* _Outline labeling records_:
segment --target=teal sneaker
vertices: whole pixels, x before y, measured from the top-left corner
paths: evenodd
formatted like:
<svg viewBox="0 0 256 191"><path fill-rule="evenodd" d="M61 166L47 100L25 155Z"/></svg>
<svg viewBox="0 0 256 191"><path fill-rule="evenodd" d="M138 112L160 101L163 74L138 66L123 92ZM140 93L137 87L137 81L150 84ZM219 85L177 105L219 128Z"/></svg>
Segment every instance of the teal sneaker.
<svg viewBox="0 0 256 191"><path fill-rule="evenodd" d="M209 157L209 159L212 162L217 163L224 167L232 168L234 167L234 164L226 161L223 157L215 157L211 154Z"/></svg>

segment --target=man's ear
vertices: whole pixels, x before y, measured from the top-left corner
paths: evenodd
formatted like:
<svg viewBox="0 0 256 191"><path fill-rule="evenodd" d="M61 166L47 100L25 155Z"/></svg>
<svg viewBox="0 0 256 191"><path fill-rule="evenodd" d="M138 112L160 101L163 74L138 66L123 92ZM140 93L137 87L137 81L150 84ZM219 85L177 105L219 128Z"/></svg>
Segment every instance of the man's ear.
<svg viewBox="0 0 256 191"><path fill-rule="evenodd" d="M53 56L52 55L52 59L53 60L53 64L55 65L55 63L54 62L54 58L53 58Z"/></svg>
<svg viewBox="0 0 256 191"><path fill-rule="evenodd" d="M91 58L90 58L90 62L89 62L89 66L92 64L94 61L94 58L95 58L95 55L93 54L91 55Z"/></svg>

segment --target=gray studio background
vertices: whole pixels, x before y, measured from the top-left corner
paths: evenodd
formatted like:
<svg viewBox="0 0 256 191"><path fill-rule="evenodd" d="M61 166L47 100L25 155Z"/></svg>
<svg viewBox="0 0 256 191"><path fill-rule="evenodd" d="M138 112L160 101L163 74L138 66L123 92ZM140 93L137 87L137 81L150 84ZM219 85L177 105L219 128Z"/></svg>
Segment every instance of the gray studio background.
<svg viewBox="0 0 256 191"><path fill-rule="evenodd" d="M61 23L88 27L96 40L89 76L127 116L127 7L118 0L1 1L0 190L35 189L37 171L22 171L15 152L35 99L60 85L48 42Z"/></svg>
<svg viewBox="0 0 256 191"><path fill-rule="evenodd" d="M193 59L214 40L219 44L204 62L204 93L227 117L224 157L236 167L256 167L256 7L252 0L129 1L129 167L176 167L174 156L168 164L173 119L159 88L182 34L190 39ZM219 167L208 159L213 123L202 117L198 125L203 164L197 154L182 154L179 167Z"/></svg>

* _Given request_: Rewrite each line of all the items above as a single numbered list, omitting the blank lines.

* _Finished exercise_:
1. segment --target=teal sneaker
2. vertices: whole pixels, x before y, measured from the top-left corner
3. paths: evenodd
4. formatted like:
5. <svg viewBox="0 0 256 191"><path fill-rule="evenodd" d="M61 166L47 100L25 155Z"/></svg>
6. <svg viewBox="0 0 256 191"><path fill-rule="evenodd" d="M138 112L160 101L163 74L138 66L123 92ZM140 93L137 87L137 81L150 84ZM219 85L177 105L219 128Z"/></svg>
7. Segment every instance of the teal sneaker.
8. <svg viewBox="0 0 256 191"><path fill-rule="evenodd" d="M209 157L209 159L212 162L217 163L224 167L232 168L234 167L234 164L226 161L223 157L215 157L211 154Z"/></svg>
9. segment --target=man's ear
10. vertices: whole pixels, x before y, measured from the top-left corner
11. paths: evenodd
12. formatted like:
13. <svg viewBox="0 0 256 191"><path fill-rule="evenodd" d="M61 166L47 100L25 155Z"/></svg>
14. <svg viewBox="0 0 256 191"><path fill-rule="evenodd" d="M138 112L160 101L163 74L138 66L123 92ZM140 93L137 87L137 81L150 84ZM219 85L177 105L219 128Z"/></svg>
15. Segment every instance of the man's ear.
16. <svg viewBox="0 0 256 191"><path fill-rule="evenodd" d="M53 56L52 55L52 59L53 60L53 64L55 65L55 63L54 62L54 58L53 58Z"/></svg>
17. <svg viewBox="0 0 256 191"><path fill-rule="evenodd" d="M91 58L90 58L90 62L89 62L89 66L92 64L94 61L94 58L95 58L95 55L93 54L91 55Z"/></svg>
18. segment --target=gray studio background
19. vertices: whole pixels, x before y, measured from the top-left corner
20. paths: evenodd
21. formatted like:
22. <svg viewBox="0 0 256 191"><path fill-rule="evenodd" d="M61 166L47 100L25 155Z"/></svg>
23. <svg viewBox="0 0 256 191"><path fill-rule="evenodd" d="M138 112L160 101L163 74L138 66L123 92ZM140 93L137 87L137 81L150 84ZM219 85L177 105L219 128Z"/></svg>
24. Segment every instance of the gray studio background.
25. <svg viewBox="0 0 256 191"><path fill-rule="evenodd" d="M61 23L88 27L96 40L89 76L127 116L127 7L118 0L1 1L0 190L35 189L37 171L22 171L15 152L35 99L60 85L48 42Z"/></svg>
26. <svg viewBox="0 0 256 191"><path fill-rule="evenodd" d="M193 59L214 40L219 44L204 62L204 93L227 117L224 157L236 167L256 167L256 7L252 0L129 1L129 167L176 167L174 156L168 164L173 119L159 88L182 34L190 39ZM219 167L208 159L213 123L202 117L198 125L203 164L197 154L182 154L179 167Z"/></svg>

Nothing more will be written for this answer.